Could you reproduce the portion of the testimony on the assault that begins at the words "Answer. I was" and stops after "hold the ground.", keeping its wording unchanged?

- Selection:
<<<<

Question. You stated that General Burnside's order directed that your division should bear to the left, and take up a position on the Jerusalem plank road. What was the cause of the failure to execute this maneuver?

Answer. The First Division was to move on Cemetery Hill. I would state that Cemetery Hill bore rather to the right of my front, so that it was necessary that Cemetery Hill should be occupied before any ground beyond it could be occupied. In pursuance of my original expectation, I had given orders that the leading regiment should turn down to the left in the line of works, and the Twenty-seventh Michigan started down that line. As soon as General Burnside perceived that the First Division was not moving forward, he sent me orders to move forward my division direct upon Cemetery Hill. My idea was to carry out the spirit of what was understood the day before, and my plan was to throw the whole division on the left into line, so that the right would rest on the Jerusalem plank road; and that would have completely protected the flank of the First Division. This movement was begun, but the commanding officer of the Twenty-seventh Michigan was shot, and the way the First Division moved forward by division created more or less confusion; and by the time I received the order to advance on Cemetery Hill, of before that, in fact, the enemy had concentrated such a fire that we could not advance any farther.

TESTIMONY OF Brigadier General S. G. GRIFFIN.

Brigadier General S. G. GRIFFIN, U. S. Volunteers, being duly sworn, says to questions by JUDGE-ADVOCATE:

Question. Were you at the assault on the 30th of July, and what was your command?

Answer. I was at the assault. My command was the Second Brigade, Second Division (General Potter's), Ninth Army Corps.

Question. Did you regard that assault as a failure?

Answer. Yes, sir; I think I should, because we did not hold the ground.

Question. State some of the causes that you attribute this to.

Answer. In the first place I should say that the troops in the front did not advance exactly as they should, nor as far as they should. Probably the best ground was not selected. Then the cause of our not holding the ground was the piling in of so many troops in certain parts of the ground where there was no room for them, and a panic having seized those troops caused the disaster. The enemy concentrated all their fire upon that point as soon as we attacked, which was another great reason, no doubt. We received their fire at that point from all directions, and very soon after we first arrived there it was a very sharp fire.

Question. Why were all the troops directed to that point?

Answer. I do not know.

Question. Do you think that arrangement was faulty?

Answer. The execution of the plan seemed to be faulty.

Question. Were any arrangements made for passing the troops through the abatis of our line and over the parapet in front of the enemy's?

Answer. For my part, in my brigade I had a pioneer corps, and skirmishers to clear the way for them.

Question. Did you command go beyond the crater?

Answer. It did.

Question. About how far?

Answer. I should judge 200 yards; it might be more or it might be less; it could not have been much less, however; that is as near as I can judge.

>>>>

- Excerpted data:
<<<<

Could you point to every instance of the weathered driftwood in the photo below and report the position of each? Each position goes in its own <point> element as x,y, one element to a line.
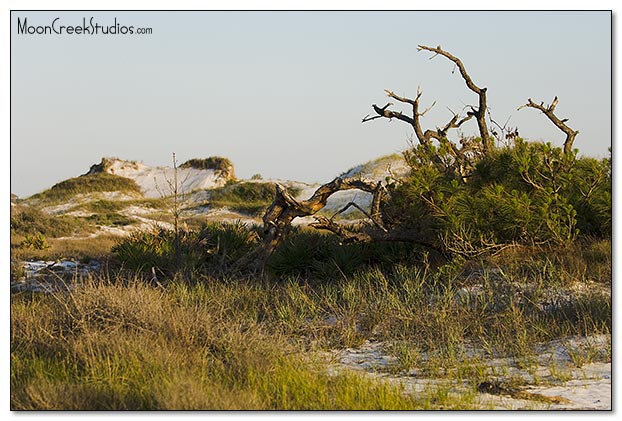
<point>560,124</point>
<point>284,208</point>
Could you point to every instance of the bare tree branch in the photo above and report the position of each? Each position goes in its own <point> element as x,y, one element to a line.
<point>560,124</point>
<point>480,112</point>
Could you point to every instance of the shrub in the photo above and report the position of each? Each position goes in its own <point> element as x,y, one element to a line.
<point>89,183</point>
<point>27,220</point>
<point>36,241</point>
<point>222,165</point>
<point>527,193</point>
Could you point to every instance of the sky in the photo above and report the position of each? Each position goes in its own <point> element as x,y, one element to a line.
<point>283,93</point>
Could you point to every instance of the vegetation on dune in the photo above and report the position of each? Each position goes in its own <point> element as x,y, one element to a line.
<point>197,342</point>
<point>497,244</point>
<point>223,166</point>
<point>89,183</point>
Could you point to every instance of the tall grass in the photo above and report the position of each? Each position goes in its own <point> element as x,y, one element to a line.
<point>133,346</point>
<point>214,341</point>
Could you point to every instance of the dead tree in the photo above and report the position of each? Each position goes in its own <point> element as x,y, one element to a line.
<point>285,208</point>
<point>560,124</point>
<point>480,112</point>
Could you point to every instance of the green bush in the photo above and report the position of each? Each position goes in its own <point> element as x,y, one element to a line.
<point>89,183</point>
<point>27,220</point>
<point>36,241</point>
<point>222,165</point>
<point>527,192</point>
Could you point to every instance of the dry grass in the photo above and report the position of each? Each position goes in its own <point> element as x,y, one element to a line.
<point>195,342</point>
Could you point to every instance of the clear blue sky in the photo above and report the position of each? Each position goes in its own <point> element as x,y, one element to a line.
<point>283,93</point>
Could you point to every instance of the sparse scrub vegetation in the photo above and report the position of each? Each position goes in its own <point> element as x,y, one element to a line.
<point>89,183</point>
<point>222,165</point>
<point>485,251</point>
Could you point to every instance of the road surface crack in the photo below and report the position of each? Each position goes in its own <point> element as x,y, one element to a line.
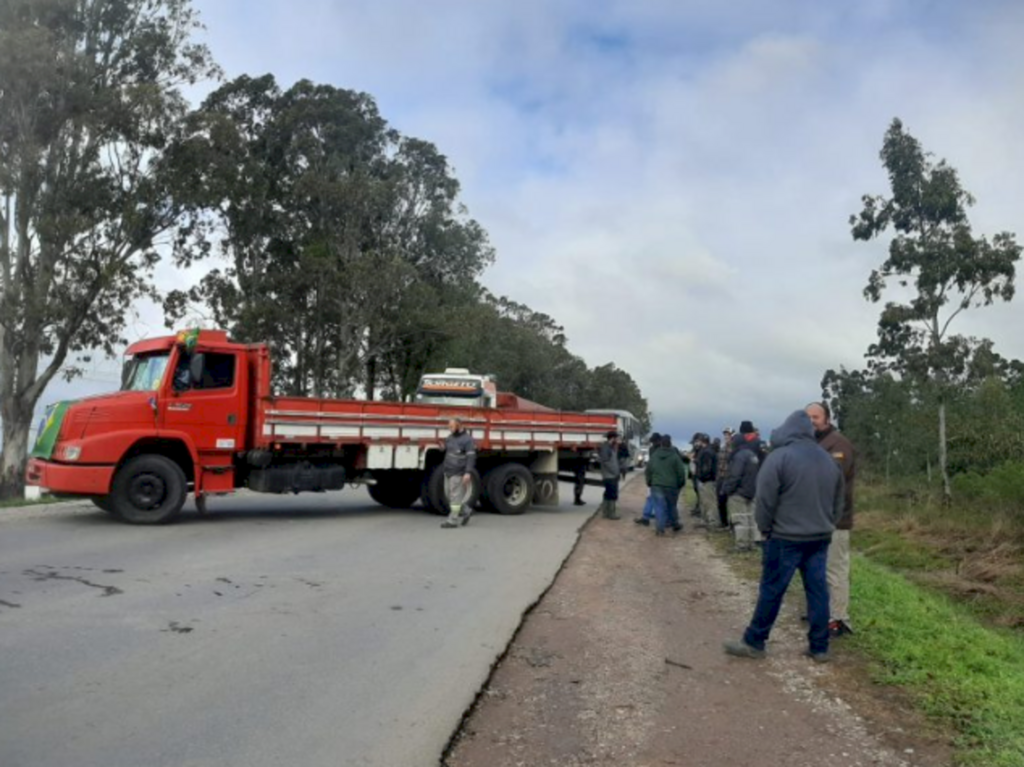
<point>109,591</point>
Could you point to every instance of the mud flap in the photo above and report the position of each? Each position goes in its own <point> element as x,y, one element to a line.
<point>545,470</point>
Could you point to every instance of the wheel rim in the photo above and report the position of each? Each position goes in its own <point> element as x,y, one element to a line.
<point>147,492</point>
<point>515,491</point>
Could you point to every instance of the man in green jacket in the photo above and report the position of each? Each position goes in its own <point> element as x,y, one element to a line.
<point>666,475</point>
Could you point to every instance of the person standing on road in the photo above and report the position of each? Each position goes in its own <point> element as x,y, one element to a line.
<point>460,461</point>
<point>608,457</point>
<point>648,507</point>
<point>724,453</point>
<point>800,499</point>
<point>691,466</point>
<point>841,449</point>
<point>706,471</point>
<point>580,481</point>
<point>666,475</point>
<point>624,460</point>
<point>740,485</point>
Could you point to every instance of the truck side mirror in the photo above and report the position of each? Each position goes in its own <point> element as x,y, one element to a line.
<point>196,366</point>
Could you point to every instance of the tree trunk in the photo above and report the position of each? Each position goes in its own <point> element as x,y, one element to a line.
<point>16,425</point>
<point>943,470</point>
<point>371,377</point>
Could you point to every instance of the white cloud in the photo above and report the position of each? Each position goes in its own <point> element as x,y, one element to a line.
<point>672,181</point>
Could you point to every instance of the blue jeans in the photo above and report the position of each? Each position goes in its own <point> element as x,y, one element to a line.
<point>665,507</point>
<point>648,506</point>
<point>780,560</point>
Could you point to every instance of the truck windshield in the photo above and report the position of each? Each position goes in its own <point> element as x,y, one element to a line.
<point>144,372</point>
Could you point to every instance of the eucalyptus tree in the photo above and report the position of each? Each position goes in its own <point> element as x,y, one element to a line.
<point>941,269</point>
<point>90,98</point>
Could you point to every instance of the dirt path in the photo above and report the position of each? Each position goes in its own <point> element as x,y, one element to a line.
<point>621,664</point>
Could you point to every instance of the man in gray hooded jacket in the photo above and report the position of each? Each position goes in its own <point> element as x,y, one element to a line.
<point>799,501</point>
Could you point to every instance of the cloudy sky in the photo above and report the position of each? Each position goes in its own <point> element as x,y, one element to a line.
<point>672,179</point>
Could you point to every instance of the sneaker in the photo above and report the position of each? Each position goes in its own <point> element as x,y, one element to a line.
<point>742,649</point>
<point>839,629</point>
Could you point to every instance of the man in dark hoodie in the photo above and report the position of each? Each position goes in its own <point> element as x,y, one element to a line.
<point>666,475</point>
<point>740,484</point>
<point>843,453</point>
<point>800,499</point>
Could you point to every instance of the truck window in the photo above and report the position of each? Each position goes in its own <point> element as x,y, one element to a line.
<point>218,372</point>
<point>143,373</point>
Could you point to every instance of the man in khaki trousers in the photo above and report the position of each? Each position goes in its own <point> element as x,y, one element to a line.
<point>842,451</point>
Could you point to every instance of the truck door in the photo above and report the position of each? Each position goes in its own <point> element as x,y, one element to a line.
<point>206,399</point>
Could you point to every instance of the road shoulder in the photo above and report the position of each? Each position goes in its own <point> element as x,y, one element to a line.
<point>621,664</point>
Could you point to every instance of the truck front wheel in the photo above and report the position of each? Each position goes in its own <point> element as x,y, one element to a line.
<point>510,488</point>
<point>148,489</point>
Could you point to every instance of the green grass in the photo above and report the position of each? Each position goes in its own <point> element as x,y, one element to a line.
<point>968,677</point>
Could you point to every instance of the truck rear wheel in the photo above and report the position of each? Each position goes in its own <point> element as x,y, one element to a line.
<point>396,489</point>
<point>148,489</point>
<point>510,488</point>
<point>433,492</point>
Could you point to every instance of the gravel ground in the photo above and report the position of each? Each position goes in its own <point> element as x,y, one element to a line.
<point>621,664</point>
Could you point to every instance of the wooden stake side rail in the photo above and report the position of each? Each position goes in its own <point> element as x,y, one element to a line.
<point>355,422</point>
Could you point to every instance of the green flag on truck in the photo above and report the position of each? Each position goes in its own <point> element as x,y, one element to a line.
<point>49,430</point>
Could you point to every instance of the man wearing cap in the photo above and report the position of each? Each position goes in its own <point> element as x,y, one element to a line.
<point>648,507</point>
<point>608,457</point>
<point>666,475</point>
<point>841,449</point>
<point>740,485</point>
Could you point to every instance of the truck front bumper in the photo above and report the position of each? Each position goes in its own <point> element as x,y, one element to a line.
<point>65,479</point>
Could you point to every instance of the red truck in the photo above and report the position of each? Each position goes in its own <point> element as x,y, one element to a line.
<point>196,414</point>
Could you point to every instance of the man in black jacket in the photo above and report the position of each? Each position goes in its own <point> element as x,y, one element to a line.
<point>460,461</point>
<point>740,484</point>
<point>705,472</point>
<point>800,499</point>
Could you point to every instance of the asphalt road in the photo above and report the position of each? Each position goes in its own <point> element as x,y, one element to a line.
<point>307,631</point>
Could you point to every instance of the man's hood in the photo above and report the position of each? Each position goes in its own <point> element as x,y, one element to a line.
<point>797,426</point>
<point>739,441</point>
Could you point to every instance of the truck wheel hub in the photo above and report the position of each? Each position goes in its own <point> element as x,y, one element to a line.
<point>147,492</point>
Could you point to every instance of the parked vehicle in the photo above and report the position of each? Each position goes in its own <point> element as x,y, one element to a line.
<point>196,415</point>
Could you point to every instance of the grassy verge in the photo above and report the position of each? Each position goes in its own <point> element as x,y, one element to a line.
<point>938,604</point>
<point>970,552</point>
<point>967,676</point>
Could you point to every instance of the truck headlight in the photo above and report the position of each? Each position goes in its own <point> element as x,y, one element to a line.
<point>71,453</point>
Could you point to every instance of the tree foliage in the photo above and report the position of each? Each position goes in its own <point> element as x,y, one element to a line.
<point>338,229</point>
<point>942,268</point>
<point>89,100</point>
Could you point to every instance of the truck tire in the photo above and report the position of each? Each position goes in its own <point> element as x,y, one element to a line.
<point>148,489</point>
<point>102,503</point>
<point>433,492</point>
<point>396,489</point>
<point>510,488</point>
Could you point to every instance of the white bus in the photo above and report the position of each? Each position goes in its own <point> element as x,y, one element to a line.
<point>631,431</point>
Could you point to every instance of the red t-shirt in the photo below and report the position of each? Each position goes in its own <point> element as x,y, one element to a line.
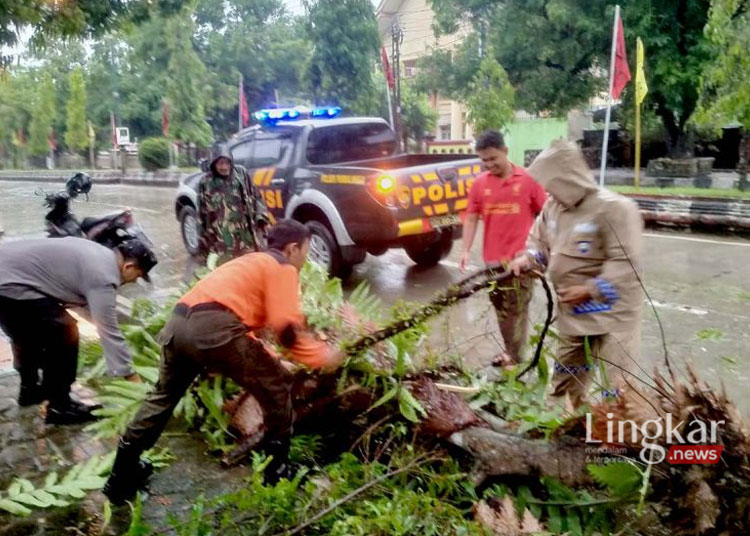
<point>508,208</point>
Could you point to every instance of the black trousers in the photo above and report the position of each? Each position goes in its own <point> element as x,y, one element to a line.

>>>>

- Response to the task:
Answer. I was at the assault. My command was the Second Brigade, Second Division (General Potter's), Ninth Army Corps.

Question. Did you regard that assault as a failure?

Answer. Yes, sir; I think I should, because we did not hold the ground.